EXERCISE BRIEF:
Return, verbatim, every line from the start of the records through the line containing "Mark the region of every instance of the cap", inclusive.
———
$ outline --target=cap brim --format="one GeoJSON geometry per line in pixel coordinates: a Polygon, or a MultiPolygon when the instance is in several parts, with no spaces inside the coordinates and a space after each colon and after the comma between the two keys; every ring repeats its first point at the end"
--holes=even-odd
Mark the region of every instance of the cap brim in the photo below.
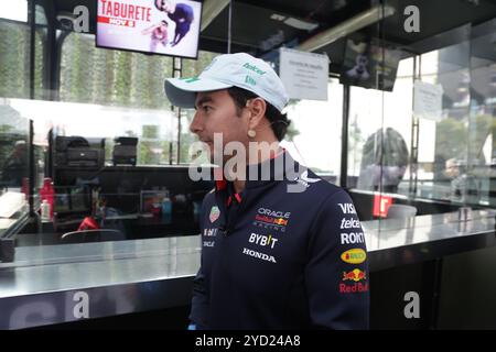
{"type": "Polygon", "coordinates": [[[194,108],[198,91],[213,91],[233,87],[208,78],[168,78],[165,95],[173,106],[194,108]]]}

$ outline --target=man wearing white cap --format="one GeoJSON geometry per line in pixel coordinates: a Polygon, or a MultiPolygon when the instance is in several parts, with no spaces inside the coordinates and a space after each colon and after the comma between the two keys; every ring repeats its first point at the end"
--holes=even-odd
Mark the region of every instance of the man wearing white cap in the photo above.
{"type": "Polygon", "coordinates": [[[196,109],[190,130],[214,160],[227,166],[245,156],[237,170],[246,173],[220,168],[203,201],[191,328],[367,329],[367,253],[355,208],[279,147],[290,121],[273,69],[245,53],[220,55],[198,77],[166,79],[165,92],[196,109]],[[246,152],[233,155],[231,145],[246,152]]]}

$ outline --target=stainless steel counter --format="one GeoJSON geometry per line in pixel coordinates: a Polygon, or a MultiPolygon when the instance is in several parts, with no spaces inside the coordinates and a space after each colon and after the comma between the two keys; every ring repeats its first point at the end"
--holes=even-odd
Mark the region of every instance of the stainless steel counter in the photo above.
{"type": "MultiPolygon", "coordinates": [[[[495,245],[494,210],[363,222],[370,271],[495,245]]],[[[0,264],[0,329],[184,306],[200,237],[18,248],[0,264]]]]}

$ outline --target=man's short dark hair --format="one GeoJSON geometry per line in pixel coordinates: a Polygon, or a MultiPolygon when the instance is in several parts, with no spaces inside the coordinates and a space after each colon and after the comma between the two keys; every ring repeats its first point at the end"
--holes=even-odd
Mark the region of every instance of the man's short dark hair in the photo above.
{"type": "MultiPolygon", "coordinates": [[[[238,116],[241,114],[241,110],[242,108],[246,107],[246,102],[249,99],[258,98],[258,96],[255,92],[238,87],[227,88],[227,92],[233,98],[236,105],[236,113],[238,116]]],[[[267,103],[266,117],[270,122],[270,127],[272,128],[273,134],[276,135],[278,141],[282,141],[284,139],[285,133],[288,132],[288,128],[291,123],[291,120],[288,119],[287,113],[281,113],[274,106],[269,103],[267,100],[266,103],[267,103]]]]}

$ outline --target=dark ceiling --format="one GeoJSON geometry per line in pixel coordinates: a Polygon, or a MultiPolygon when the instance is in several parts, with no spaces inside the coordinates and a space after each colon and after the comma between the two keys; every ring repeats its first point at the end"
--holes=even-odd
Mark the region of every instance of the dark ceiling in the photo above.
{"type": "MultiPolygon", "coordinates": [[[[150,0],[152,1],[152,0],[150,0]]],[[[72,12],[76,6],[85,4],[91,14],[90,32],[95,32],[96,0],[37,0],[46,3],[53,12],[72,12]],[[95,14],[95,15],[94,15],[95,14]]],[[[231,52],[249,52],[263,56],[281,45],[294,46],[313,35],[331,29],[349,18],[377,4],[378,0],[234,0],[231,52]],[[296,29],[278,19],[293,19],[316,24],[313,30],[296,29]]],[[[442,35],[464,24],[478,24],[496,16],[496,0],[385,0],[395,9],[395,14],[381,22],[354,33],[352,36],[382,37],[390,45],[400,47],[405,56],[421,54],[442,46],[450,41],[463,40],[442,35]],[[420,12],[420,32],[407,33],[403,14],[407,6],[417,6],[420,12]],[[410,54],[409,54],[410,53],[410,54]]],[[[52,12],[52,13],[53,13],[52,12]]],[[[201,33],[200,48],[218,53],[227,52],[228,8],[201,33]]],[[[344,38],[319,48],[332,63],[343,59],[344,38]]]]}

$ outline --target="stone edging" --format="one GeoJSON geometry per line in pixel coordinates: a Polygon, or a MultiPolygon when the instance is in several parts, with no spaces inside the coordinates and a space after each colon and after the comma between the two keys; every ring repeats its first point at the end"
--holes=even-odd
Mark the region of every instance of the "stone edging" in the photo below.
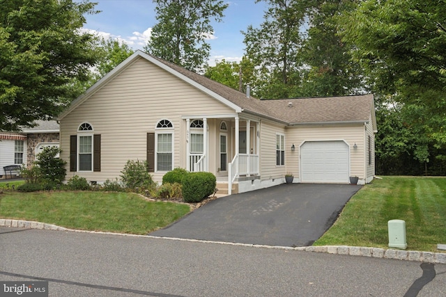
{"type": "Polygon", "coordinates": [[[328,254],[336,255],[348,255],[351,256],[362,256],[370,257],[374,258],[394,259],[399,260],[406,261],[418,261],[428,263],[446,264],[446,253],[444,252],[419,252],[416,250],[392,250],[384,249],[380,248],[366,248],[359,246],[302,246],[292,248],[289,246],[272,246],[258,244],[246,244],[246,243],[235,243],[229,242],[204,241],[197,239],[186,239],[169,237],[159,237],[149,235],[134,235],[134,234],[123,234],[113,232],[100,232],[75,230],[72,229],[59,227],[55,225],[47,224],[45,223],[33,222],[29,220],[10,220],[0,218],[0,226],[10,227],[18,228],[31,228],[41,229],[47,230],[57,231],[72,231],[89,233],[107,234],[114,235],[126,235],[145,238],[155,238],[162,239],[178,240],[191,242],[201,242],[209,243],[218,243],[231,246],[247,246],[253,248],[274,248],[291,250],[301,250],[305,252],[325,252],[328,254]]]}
———
RESPONSE:
$ outline --target=cap brim --format="one GeoJSON geometry per line in pixel coordinates: a Polygon, or a MultiPolygon when the instance is in several parts, with no spaces inside the coordinates and a space after each colon and after the comma between the two keys; every ring repeats its first point at the end"
--holes=even-odd
Mark the region of every instance of the cap brim in the photo below.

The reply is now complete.